Objective 1
According to the post on adjacent string literals, in which translation phase does white-space lose its significance?

Page 1 of 2 [1] 2 Next page →

#6197 — Adjacent string literals

From	James Kuyper <jameskuyper@alumni.caltech.edu>
Date	2021-01-25 10:15 -0500
Subject	Adjacent string literals
Message-ID	<rumnae$4mr$1@dont-email.me>

I learned a couple of decades ago that adjacent string literals get
concatenated into a single longer literal, even if separated by
arbitrarily large amounts of white-space.

Yesterday I happened to notice that translation phase 6 says only that
"Adjacent string literal tokens are concatenated.", without saying
anything about white-space. White-space doesn't lose it's significance
until translation phase 7. Therefore, string literals that are separated
by white-space do not qualify as adjacent. There's also no mention of
white-space in the fuller discussion that occurs in 6.4.5p5.

Am I missing something obvious here? I can imagine someone telling me
that "adjacent" should be understood as "adjacent, ignoring white-space"
- but that doesn't seem obvious to me. It also sounds vaguely familiar,
like I've had this discussion with someone before, but I can't locate
the discussion. Every example of adjacent string literals that appears
in the standard has at least one white-space character separating them,
so the intent is crystal-clear, but the wording doesn't clearly say so.

Information provided
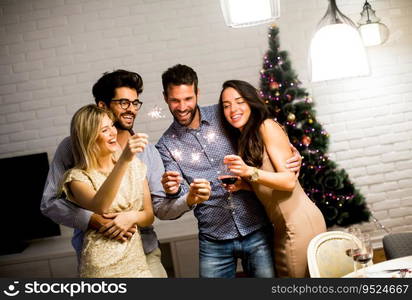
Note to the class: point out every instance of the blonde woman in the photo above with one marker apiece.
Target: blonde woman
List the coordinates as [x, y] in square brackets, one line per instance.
[263, 146]
[106, 180]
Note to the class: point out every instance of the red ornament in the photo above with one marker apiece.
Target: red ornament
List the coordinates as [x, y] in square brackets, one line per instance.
[306, 140]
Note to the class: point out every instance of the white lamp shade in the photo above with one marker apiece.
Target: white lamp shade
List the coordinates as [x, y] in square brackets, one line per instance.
[336, 52]
[244, 13]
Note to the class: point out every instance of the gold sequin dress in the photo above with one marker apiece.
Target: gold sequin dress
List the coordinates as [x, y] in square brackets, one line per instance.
[296, 220]
[103, 257]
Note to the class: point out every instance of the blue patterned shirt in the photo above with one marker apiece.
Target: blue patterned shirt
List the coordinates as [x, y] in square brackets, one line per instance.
[197, 153]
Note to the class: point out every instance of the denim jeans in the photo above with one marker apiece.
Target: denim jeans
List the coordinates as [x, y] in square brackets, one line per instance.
[218, 259]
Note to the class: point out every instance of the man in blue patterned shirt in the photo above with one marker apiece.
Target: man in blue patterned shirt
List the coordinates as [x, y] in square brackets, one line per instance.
[192, 149]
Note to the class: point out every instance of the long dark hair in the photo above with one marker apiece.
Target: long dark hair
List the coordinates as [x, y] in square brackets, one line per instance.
[248, 142]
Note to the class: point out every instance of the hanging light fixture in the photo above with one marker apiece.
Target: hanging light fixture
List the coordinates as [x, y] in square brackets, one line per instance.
[373, 32]
[244, 13]
[336, 49]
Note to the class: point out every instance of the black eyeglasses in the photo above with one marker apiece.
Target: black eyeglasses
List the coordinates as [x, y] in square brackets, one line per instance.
[125, 103]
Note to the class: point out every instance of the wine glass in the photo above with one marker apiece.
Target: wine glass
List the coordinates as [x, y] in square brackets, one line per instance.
[363, 253]
[227, 178]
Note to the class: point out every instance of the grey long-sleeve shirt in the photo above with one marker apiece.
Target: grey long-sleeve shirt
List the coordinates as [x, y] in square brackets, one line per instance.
[65, 212]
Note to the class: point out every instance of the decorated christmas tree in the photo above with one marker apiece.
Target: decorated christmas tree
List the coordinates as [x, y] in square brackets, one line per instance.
[327, 185]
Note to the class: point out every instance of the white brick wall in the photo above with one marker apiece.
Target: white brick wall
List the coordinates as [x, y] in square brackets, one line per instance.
[52, 51]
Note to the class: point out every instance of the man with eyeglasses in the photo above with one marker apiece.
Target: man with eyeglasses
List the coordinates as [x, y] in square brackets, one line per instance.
[119, 92]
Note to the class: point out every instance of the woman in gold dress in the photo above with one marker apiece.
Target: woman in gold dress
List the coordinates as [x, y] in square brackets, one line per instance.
[106, 180]
[263, 147]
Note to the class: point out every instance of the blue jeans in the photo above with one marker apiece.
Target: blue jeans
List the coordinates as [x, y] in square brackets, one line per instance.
[218, 259]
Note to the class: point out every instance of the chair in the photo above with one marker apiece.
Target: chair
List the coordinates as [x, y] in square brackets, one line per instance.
[397, 245]
[327, 254]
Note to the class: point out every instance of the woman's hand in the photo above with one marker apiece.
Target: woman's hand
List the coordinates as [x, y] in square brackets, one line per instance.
[237, 166]
[122, 226]
[135, 144]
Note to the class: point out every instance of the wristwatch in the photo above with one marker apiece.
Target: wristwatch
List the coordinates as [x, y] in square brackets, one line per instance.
[254, 176]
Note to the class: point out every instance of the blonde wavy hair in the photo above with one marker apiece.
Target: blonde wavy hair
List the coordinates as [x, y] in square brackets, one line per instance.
[84, 131]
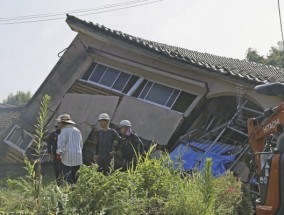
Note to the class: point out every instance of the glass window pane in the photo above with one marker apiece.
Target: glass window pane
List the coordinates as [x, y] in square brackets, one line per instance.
[172, 98]
[146, 89]
[183, 102]
[130, 84]
[139, 89]
[121, 81]
[159, 94]
[98, 73]
[109, 77]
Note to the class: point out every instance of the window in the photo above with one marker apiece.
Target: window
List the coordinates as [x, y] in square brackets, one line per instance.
[110, 78]
[163, 95]
[140, 88]
[19, 138]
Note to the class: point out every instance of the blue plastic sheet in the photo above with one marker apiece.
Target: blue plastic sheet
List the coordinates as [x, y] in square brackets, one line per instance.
[188, 157]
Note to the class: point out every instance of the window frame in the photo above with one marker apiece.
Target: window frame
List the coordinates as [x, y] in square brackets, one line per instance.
[107, 87]
[13, 145]
[135, 86]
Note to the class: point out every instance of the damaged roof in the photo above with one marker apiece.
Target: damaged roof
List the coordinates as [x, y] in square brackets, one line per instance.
[232, 68]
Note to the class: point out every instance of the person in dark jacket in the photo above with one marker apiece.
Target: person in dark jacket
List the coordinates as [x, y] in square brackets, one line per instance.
[105, 142]
[51, 149]
[131, 146]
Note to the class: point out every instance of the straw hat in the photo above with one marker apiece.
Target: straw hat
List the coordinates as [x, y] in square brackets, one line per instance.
[65, 118]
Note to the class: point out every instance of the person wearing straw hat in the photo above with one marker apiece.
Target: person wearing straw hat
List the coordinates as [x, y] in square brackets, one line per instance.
[51, 149]
[105, 143]
[69, 148]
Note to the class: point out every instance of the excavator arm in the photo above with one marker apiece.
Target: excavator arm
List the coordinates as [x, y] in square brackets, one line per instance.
[269, 162]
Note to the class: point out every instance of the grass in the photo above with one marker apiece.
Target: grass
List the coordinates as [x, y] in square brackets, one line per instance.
[154, 187]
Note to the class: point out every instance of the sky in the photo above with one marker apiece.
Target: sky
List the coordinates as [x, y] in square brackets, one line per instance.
[28, 52]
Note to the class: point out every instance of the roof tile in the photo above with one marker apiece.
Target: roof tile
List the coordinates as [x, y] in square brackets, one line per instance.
[248, 71]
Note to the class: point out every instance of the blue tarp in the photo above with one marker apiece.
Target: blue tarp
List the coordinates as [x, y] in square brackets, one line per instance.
[188, 154]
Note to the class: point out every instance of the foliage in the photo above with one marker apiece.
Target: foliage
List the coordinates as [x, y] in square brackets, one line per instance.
[152, 187]
[275, 57]
[19, 99]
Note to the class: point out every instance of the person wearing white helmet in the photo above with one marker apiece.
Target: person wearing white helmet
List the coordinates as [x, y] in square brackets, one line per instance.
[130, 145]
[106, 137]
[69, 150]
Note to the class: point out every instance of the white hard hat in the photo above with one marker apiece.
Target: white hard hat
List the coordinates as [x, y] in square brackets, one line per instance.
[125, 123]
[104, 116]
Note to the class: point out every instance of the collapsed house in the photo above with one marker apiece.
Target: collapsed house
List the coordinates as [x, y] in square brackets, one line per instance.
[170, 94]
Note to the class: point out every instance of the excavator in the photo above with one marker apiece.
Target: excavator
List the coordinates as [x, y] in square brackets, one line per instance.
[269, 155]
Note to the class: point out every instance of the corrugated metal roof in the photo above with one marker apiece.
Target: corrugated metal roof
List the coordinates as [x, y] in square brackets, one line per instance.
[232, 68]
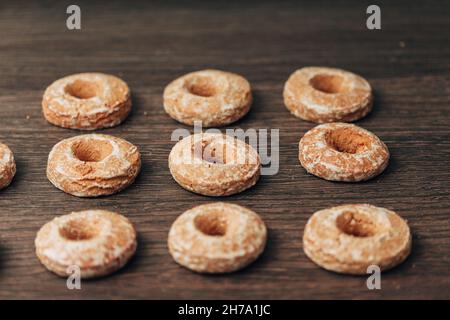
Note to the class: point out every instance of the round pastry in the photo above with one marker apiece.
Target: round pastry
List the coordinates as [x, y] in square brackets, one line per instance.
[93, 165]
[350, 238]
[214, 164]
[342, 152]
[7, 166]
[217, 238]
[98, 242]
[87, 101]
[214, 97]
[320, 94]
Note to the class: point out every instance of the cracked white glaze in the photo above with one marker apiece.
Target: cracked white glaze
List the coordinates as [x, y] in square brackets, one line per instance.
[230, 101]
[332, 248]
[111, 245]
[93, 178]
[110, 105]
[243, 241]
[305, 101]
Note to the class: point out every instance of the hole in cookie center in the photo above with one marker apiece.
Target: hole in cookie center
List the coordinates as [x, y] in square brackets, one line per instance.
[212, 152]
[82, 89]
[356, 224]
[211, 224]
[347, 140]
[202, 86]
[79, 229]
[327, 83]
[91, 150]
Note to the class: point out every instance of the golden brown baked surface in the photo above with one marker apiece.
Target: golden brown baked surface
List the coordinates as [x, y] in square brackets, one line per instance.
[98, 242]
[350, 238]
[87, 101]
[93, 165]
[321, 94]
[217, 238]
[214, 97]
[342, 152]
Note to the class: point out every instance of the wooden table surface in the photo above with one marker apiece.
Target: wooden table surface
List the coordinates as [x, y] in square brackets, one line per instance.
[148, 45]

Objective 2
Count the lines in the records that contain the string "roof", and reply with the number only.

Full output 1
Translation phase 7.

Full output 2
6